Problem statement:
Render the entries below as a two-column CSV with the headers instruction and answer, one row per entry. Wrap each field in double quotes and replace any line break inside a field with a space.

═══ Dataset extract

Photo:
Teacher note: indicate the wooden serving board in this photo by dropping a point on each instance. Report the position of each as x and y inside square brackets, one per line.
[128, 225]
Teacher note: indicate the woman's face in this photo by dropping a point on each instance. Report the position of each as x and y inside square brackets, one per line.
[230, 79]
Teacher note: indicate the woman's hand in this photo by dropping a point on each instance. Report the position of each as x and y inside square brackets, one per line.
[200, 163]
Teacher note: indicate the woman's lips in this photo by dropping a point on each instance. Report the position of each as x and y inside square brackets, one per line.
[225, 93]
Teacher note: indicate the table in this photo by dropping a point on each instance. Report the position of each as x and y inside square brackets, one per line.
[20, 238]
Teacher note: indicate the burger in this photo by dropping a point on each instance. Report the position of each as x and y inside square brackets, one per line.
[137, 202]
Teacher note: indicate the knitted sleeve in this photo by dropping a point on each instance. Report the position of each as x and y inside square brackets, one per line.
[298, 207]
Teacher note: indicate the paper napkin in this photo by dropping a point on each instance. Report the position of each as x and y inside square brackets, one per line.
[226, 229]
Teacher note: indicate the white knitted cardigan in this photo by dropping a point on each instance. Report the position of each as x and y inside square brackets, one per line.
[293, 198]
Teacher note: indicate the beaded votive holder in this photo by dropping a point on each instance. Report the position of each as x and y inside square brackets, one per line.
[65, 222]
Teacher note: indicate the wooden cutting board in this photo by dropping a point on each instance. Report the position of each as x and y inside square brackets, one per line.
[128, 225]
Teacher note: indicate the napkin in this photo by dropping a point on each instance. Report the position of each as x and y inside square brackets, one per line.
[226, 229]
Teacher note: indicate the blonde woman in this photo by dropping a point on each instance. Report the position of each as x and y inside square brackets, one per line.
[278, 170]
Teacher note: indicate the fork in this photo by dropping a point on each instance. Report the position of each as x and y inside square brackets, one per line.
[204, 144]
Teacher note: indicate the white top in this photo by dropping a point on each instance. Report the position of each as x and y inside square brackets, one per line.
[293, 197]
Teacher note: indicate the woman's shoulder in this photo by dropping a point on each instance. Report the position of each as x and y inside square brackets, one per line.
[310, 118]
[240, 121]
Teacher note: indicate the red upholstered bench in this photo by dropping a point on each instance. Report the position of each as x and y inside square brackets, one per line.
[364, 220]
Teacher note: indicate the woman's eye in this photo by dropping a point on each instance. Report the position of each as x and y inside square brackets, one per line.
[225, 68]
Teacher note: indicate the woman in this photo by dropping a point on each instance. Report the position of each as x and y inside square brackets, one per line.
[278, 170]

══════

The completed task:
instruction,answer
"Photo: Teacher note: indicate the wooden serving board in this photo by dropping a point on each instance. Report the position of each as x and y inside square brackets, one per line.","[128, 225]"
"Teacher note: indicate the woman's face in this photo by dropping a point on each instance. Report the position of each as x and y inside square brackets, one per line.","[230, 79]"
"Teacher note: indicate the woman's hand in this photo by dropping a point on each instance. Report the position of each as x and y inside square brackets, one per line.","[200, 163]"
"Teacher note: indicate the woman's lips in this photo by dropping a point on each instance. Report the position of each as x and y inside square brackets, one per line.","[225, 93]"
"Teacher note: indicate the table in this photo by dropping a point on each instance. Report the position of each as x and y inside square brackets, one per line.","[20, 238]"
"Teacher note: indicate the burger in this photo by dropping a point on each instance. Report the position of each as x and y inside square brackets, one per line.","[137, 202]"
"Teacher note: indicate the knitted sleeve in this photo by dropping a point on each instance. Report the position of each as x and y inside square brackets, one per line.","[298, 207]"
"Teacher note: indicate the paper napkin in this photo by dropping a point on each instance. Report the position of each as x and y inside square brackets, one per line.","[226, 229]"
"Teacher note: indicate the white knitted cardigan in this photo by dropping a point on each instance. Report the position of each as x and y inside square brackets, one per line.","[293, 198]"
"Teacher note: indicate the beaded votive holder in this photo by dropping a point on each instance. Report the position of each as x and y inside square brackets, one per line.","[65, 222]"
"Teacher note: indicate the wooden cutting board in this photo by dropping a point on each instance. Report the position of each as x and y inside square brackets, one per line.","[128, 225]"
"Teacher note: indicate the napkin in this photo by dropping a point on each instance. Report the position of each as x and y inside square brackets, one per line.","[226, 229]"
"Teacher note: indicate the blonde woman in this photo by dropping a point on each instance. Report the position of each as x and y inside square brackets, one per line.","[278, 170]"
"Teacher note: indicate the fork in this photo by dropping a point on each instance. Report the position of each as x and y inside square brackets, one per line.","[204, 144]"
"Teacher note: indicate the white top in this photo by dropping a point on each instance. Report the position of each as x and y inside square brackets, one per line.","[293, 197]"
"Teacher note: indicate the woman's shoulder in this photo by dropping a point on each instance. Report the position of each as x and y inside square brackets, one per line.","[310, 118] [240, 121]"
"Teacher note: indicate the red upholstered bench in this photo by dropping a point on each instance. Report the position of each as x and y inside square brackets, one per line.","[364, 220]"
"Teacher note: indicate the woman's eye in this photo by dropping a point on each instance. Report the position of each as x and y inside square brackets, one per line.","[225, 68]"
"Teacher note: indicate the woman in this photo by dropping a point on each instance. Report the position of each as x and y inside square brackets, one per line.","[278, 170]"